### What you have to do
Copy the passage below about relations between Germany and Israel word for word, from start to finish.

### Provided text
################

At the last moment, Netanyahu announced that he was sick, and the meeting was canceled. I imagine that Netanyahu was not very sorry about this. What did he need it for? In any case the Israeli government is already getting from Germany anything it wants.

A German journalist asked me about the reaction in Israel to the visit of the new German foreign minister, Guido Westerwelle. I had to disappoint him: most Israelis did not even hear about it. Another dignitary laying flowers in Yad Vashem. Another traffic jam in Jerusalem.

As so often happens, there is no equality in this marriage. The German bride loves the Israeli groom much more than he loves her.

FROM TIME to time, the relationship between Germany and Israel needs a review.

The Germans do not forget the Holocaust. They are steeped in this subject all the time. It appears on TV programs, cultural discourse and art.

That is as it should be. This monstrous crime must not be allowed to slip from memory. Young Germans must ask themselves again and again how it came about that their grandfathers and grandmothers were accessories to this enormous deed – those who took part in it, those who agreed silently and those who were silent out of fear or indifference.

The German government – the present one like all its predecessors – draws from the Holocaust an unequivocal conclusion: Israel, the “state of the victims”, must be pampered. All its actions must be supported without reservation. Not a single word of criticism must be allowed.

When the new German republic was founded, this was a calculated policy. The terrible war, which had been imposed on humanity by Adolf Hitler, had just come to an end. The Nazi crimes were fresh in the memory of mankind. Germany was a pariah nation. Konrad Adenauer decided that massive support for Israel (in addition to the indemnities paid to the individual victims) would open the doors to the world.

He found a loyal partner in his Israeli colleague. David Ben-Gurion believed that the consolidation of the State of Israel was more important than the memories of the past. He provided the “Other Germany” with an Israeli kosher certificate, in return for massive German aid to Israel.

Since then, much water has flown down the Rhine and the Jordan. The time has come to ask some questions.

################

### Records shown

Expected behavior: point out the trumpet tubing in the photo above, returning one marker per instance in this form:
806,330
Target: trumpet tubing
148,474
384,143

################

### Solution to this task
At the last moment, Netanyahu announced that he was sick, and the meeting was canceled. I imagine that Netanyahu was not very sorry about this. What did he need it for? In any case the Israeli government is already getting from Germany anything it wants.

A German journalist asked me about the reaction in Israel to the visit of the new German foreign minister, Guido Westerwelle. I had to disappoint him: most Israelis did not even hear about it. Another dignitary laying flowers in Yad Vashem. Another traffic jam in Jerusalem.

As so often happens, there is no equality in this marriage. The German bride loves the Israeli groom much more than he loves her.

FROM TIME to time, the relationship between Germany and Israel needs a review.

The Germans do not forget the Holocaust. They are steeped in this subject all the time. It appears on TV programs, cultural discourse and art.

That is as it should be. This monstrous crime must not be allowed to slip from memory. Young Germans must ask themselves again and again how it came about that their grandfathers and grandmothers were accessories to this enormous deed – those who took part in it, those who agreed silently and those who were silent out of fear or indifference.

The German government – the present one like all its predecessors – draws from the Holocaust an unequivocal conclusion: Israel, the “state of the victims”, must be pampered. All its actions must be supported without reservation. Not a single word of criticism must be allowed.

When the new German republic was founded, this was a calculated policy. The terrible war, which had been imposed on humanity by Adolf Hitler, had just come to an end. The Nazi crimes were fresh in the memory of mankind. Germany was a pariah nation. Konrad Adenauer decided that massive support for Israel (in addition to the indemnities paid to the individual victims) would open the doors to the world.

He found a loyal partner in his Israeli colleague. David Ben-Gurion believed that the consolidation of the State of Israel was more important than the memories of the past. He provided the “Other Germany” with an Israeli kosher certificate, in return for massive German aid to Israel.

Since then, much water has flown down the Rhine and the Jordan. The time has come to ask some questions.